** begin Quoted text **
But I do wonder for how many more "do something meaningful" might be a
solution. Guys perfectly qualified to be the bricklayer's apprentice... who
we've decided must sit still in school until they're 18, even if it's a sad
pretence of schooling.

------
zxcvbn4038
NYC schools are pretty aweful unless you live on the upper west side. The few
years of his life my son was in a Montessori school, but the cost was more
then my rent, so I decided to enroll him in a public school - it was a block
away from me so I saved four hours of commuting and a couple grand a month. He
walked in the door with basic reading, writing, and simple math skills. The
receptionist looked up his birth year on a chart, and informed me my son would
be placed in kindergarten where they were learning colors - no possibility of
him testing out, no possibility of sitting in with a 1st grade class, he was
born in year X so the chart says he is in kindergarten. So he spent two days
doing colors, on the third day his name came up in a lottery for a charter
school, and I started getting up everyday at 4am to take him to Brooklynn
where he was doing 1st grade work again. The charter schools are unique to New
York City I believe, they are publicly funded but have a lot more discretion
in everything they do. Whereas the dropout rate in NYC is around 30%, and of
the 70% that do graduate only 48% graduate on time. For the charter schools
it’s closer to 90% graduate on time. When you factor in races - the NYC public
schools have their worst stats in black and Hispanic neighborhoods - no
shortage of data to back that up in Google - whereas the charter school stats
in the same neighborhoods equal or exceed the stats in the wealthiest
Caucasian neighborhoods.
** end Quoted text **
** begin Provided material **
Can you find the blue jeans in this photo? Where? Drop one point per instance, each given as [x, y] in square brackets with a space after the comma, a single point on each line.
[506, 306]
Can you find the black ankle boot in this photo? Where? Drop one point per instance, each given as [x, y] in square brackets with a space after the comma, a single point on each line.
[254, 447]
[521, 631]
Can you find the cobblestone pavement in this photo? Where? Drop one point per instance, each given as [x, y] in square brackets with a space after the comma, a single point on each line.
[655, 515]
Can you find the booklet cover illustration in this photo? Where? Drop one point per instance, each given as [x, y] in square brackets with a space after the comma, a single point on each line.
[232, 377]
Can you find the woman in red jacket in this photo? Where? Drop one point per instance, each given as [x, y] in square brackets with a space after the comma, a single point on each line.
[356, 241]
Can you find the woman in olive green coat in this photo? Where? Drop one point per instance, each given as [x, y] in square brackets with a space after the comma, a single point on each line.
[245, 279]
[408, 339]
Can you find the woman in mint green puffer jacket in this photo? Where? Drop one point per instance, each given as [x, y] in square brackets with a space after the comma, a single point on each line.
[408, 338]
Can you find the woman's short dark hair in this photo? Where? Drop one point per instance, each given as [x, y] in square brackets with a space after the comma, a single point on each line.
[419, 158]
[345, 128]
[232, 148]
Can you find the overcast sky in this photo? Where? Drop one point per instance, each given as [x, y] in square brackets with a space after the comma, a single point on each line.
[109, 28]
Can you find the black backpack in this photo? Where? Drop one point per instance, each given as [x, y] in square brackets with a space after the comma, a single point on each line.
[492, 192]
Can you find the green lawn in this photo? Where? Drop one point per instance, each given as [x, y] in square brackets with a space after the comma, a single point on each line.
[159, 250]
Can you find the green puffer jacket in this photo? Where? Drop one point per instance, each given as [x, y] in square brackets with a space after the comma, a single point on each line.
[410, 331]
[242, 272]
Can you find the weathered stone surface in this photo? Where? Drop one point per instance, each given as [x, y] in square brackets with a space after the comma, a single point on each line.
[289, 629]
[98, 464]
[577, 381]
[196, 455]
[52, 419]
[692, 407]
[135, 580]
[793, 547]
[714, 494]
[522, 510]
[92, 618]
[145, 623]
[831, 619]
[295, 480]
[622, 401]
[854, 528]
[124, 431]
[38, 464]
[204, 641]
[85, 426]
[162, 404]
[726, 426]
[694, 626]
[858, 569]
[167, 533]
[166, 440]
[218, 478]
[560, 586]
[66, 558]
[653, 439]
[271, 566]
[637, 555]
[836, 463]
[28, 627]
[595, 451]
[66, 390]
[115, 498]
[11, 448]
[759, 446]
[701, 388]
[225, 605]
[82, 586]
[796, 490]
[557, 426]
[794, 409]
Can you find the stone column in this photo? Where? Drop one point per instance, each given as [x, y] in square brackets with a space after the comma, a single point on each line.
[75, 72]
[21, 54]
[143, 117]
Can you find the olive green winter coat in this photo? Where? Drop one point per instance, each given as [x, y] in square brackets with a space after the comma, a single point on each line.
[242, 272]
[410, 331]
** end Provided material **
** begin Provided material **
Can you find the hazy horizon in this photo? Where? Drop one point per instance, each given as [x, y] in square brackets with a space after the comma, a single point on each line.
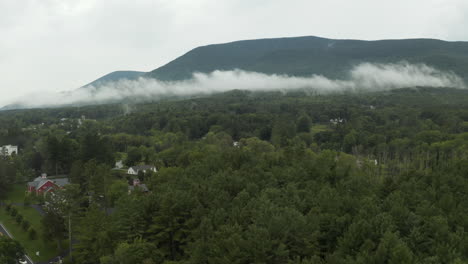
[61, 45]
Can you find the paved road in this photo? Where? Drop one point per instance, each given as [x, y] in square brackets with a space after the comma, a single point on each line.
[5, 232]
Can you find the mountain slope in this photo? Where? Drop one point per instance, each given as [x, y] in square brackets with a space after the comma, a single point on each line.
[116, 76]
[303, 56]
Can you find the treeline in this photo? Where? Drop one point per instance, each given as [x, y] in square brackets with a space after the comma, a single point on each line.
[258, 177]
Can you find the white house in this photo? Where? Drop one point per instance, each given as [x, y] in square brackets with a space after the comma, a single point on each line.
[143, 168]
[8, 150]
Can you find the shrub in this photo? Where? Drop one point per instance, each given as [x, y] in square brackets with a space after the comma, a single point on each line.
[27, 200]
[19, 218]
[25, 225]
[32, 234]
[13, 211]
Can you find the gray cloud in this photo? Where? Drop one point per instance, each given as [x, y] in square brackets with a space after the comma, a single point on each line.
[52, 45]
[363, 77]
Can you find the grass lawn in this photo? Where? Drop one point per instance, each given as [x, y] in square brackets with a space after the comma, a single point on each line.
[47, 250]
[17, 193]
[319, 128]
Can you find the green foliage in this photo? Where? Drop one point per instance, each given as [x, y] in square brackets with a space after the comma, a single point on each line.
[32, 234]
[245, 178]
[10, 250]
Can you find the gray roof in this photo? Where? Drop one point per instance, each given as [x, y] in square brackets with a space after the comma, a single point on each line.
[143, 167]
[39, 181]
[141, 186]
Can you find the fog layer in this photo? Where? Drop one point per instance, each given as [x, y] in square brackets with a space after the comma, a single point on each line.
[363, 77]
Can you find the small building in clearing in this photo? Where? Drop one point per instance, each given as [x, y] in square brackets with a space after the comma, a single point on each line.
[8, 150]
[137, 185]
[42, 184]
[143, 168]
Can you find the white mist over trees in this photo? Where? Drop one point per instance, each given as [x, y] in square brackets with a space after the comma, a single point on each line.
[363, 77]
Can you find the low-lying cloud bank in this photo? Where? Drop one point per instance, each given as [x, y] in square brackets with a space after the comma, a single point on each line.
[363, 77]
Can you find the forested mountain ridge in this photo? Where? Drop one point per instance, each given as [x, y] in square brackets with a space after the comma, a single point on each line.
** end Provided material **
# Written task
Answer these about the comment on NYC schools.
(a) What did the receptionist check to place the son in kindergarten?
(b) What dropout rate does the comment give for NYC?
(c) About what share of charter school students graduate on time?
Please rely only on the text for what comes next.

# Response
(a) A chart, looked up by the son's birth year.
(b) Around 30%.
(c) Close to 90%.